Recopiez à l'identique toutes les lignes des enregistrements ci-dessous, du premier jusqu'au dernier.

++++++++

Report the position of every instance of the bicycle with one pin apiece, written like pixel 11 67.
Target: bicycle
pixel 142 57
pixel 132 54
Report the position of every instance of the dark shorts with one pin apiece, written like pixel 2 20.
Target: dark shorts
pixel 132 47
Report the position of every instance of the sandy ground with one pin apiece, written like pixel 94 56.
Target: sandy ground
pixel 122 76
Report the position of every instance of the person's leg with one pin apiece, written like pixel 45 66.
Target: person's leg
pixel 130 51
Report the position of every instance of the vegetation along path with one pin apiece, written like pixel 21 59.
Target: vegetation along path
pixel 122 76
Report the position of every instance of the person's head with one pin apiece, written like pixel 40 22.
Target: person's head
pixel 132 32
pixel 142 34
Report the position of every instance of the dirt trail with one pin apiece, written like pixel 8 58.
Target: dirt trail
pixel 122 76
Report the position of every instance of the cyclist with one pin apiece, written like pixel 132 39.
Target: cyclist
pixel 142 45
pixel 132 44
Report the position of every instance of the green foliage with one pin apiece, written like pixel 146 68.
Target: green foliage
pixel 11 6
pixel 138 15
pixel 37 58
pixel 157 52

++++++++

◆ Corrigé ◆
Report the position of every instance of the bicycle with one pin apiece, written like pixel 11 67.
Target: bicycle
pixel 142 57
pixel 132 54
Report the position of every instance of the dark shorts with one pin apiece, written like pixel 2 20.
Target: dark shorts
pixel 132 47
Report the position of every instance of the sandy ground with one pin apiece, written like pixel 94 56.
Target: sandy ground
pixel 122 76
Report the position of every instance of the person's leg with one pin apiece, written like pixel 45 66.
Target: person's leg
pixel 130 51
Report the position of every instance of the vegetation along path with one pin apiece, written like pixel 21 59.
Target: vegetation along path
pixel 122 76
Report the position of every instance of the person's head with one pin apiece, written like pixel 40 22.
Target: person's head
pixel 132 32
pixel 142 34
Report the position of every instance of the dirt trail with one pin apiece, written like pixel 8 58.
Target: dirt trail
pixel 122 76
Report the position of every instance of the cyclist with one pin apiece, written like pixel 132 39.
Target: cyclist
pixel 142 45
pixel 132 44
Report the position of every instance of the green foliage with one pin apiece, written like pixel 146 68.
Target: green foliage
pixel 11 6
pixel 138 15
pixel 37 58
pixel 157 52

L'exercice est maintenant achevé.